What the task requires
Rewrite every line of the entries, from the line containing "[point] every instance of the deer standing" through the end of the entries, inclusive. Offset each x and y coordinate in the answers by 4 and leave all other text as it is.

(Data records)
────────────────────
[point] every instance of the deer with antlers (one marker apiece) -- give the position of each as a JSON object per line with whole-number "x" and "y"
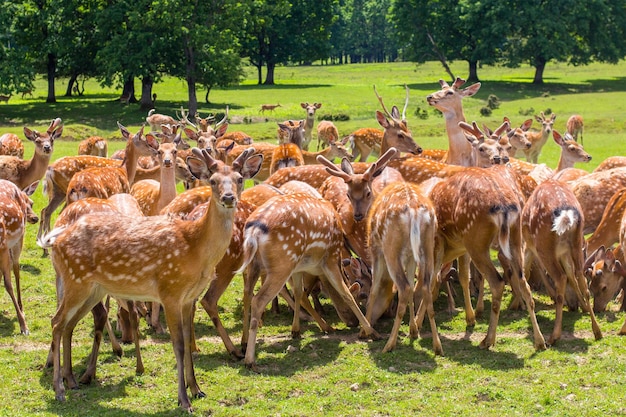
{"x": 11, "y": 144}
{"x": 25, "y": 172}
{"x": 552, "y": 226}
{"x": 152, "y": 262}
{"x": 16, "y": 209}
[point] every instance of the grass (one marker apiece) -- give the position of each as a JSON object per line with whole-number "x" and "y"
{"x": 334, "y": 374}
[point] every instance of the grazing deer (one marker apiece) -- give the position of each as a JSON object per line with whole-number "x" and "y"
{"x": 364, "y": 141}
{"x": 401, "y": 235}
{"x": 309, "y": 122}
{"x": 268, "y": 107}
{"x": 574, "y": 127}
{"x": 153, "y": 262}
{"x": 11, "y": 144}
{"x": 16, "y": 209}
{"x": 25, "y": 172}
{"x": 93, "y": 145}
{"x": 286, "y": 237}
{"x": 326, "y": 134}
{"x": 552, "y": 227}
{"x": 448, "y": 100}
{"x": 538, "y": 139}
{"x": 475, "y": 208}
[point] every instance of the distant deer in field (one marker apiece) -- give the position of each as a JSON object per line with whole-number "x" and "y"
{"x": 574, "y": 127}
{"x": 269, "y": 107}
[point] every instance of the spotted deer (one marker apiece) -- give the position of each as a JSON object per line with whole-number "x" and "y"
{"x": 449, "y": 100}
{"x": 11, "y": 144}
{"x": 16, "y": 210}
{"x": 475, "y": 208}
{"x": 93, "y": 145}
{"x": 309, "y": 122}
{"x": 575, "y": 126}
{"x": 24, "y": 172}
{"x": 157, "y": 258}
{"x": 552, "y": 227}
{"x": 401, "y": 235}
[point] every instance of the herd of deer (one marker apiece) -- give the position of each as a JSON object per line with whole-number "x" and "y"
{"x": 363, "y": 233}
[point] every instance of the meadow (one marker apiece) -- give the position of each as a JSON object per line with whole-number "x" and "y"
{"x": 331, "y": 374}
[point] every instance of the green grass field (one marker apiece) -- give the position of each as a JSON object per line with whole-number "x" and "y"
{"x": 335, "y": 374}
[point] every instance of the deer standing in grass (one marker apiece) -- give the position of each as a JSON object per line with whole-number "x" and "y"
{"x": 309, "y": 122}
{"x": 25, "y": 172}
{"x": 11, "y": 144}
{"x": 575, "y": 126}
{"x": 16, "y": 209}
{"x": 158, "y": 258}
{"x": 552, "y": 226}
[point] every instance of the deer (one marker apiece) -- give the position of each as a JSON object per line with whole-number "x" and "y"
{"x": 538, "y": 139}
{"x": 11, "y": 144}
{"x": 449, "y": 100}
{"x": 25, "y": 172}
{"x": 286, "y": 237}
{"x": 310, "y": 110}
{"x": 364, "y": 141}
{"x": 268, "y": 107}
{"x": 16, "y": 210}
{"x": 59, "y": 173}
{"x": 153, "y": 263}
{"x": 552, "y": 227}
{"x": 474, "y": 208}
{"x": 574, "y": 127}
{"x": 326, "y": 133}
{"x": 93, "y": 145}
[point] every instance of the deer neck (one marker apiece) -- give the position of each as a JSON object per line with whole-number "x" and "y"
{"x": 459, "y": 148}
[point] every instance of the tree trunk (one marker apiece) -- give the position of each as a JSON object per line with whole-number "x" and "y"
{"x": 473, "y": 75}
{"x": 52, "y": 69}
{"x": 269, "y": 77}
{"x": 70, "y": 85}
{"x": 540, "y": 65}
{"x": 146, "y": 103}
{"x": 129, "y": 89}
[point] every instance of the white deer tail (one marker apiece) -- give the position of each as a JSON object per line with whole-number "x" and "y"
{"x": 48, "y": 240}
{"x": 564, "y": 220}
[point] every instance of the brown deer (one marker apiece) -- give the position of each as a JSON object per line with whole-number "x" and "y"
────────────────────
Answer
[point] every instance of the deer standing in grass (one marker apiece) -- give the position of each as a JSON object per line with whole-number "x" and "y"
{"x": 313, "y": 126}
{"x": 29, "y": 176}
{"x": 15, "y": 148}
{"x": 579, "y": 130}
{"x": 20, "y": 213}
{"x": 162, "y": 262}
{"x": 556, "y": 230}
[point] every instance of the deer (one marker apiece) -- give the position of each as a JSON object per line with whole-number "x" and "y"
{"x": 542, "y": 143}
{"x": 15, "y": 148}
{"x": 453, "y": 104}
{"x": 29, "y": 176}
{"x": 290, "y": 241}
{"x": 314, "y": 114}
{"x": 368, "y": 145}
{"x": 272, "y": 111}
{"x": 20, "y": 214}
{"x": 63, "y": 177}
{"x": 157, "y": 267}
{"x": 556, "y": 231}
{"x": 478, "y": 212}
{"x": 578, "y": 131}
{"x": 330, "y": 137}
{"x": 97, "y": 149}
[point] every instance of the deer neck (one marker apiece) -- give the position of each as a JSON object per line with whole-number "x" and "y"
{"x": 463, "y": 152}
[point] every instance of the tree trunk (one marker apiece) -- give the position of each as a JSON object per line with whole-number "x" and "y"
{"x": 477, "y": 79}
{"x": 56, "y": 73}
{"x": 273, "y": 81}
{"x": 74, "y": 89}
{"x": 544, "y": 69}
{"x": 150, "y": 107}
{"x": 133, "y": 93}
[point] every instance of the white deer tail (one marker apiece) -- give the position of each as a JSON object per line with whole-number "x" and "y"
{"x": 52, "y": 244}
{"x": 568, "y": 224}
[point] every instance of the brown deer (one marker apiece) -- give the position of each as a JSON object per line with whole-number "x" and "y"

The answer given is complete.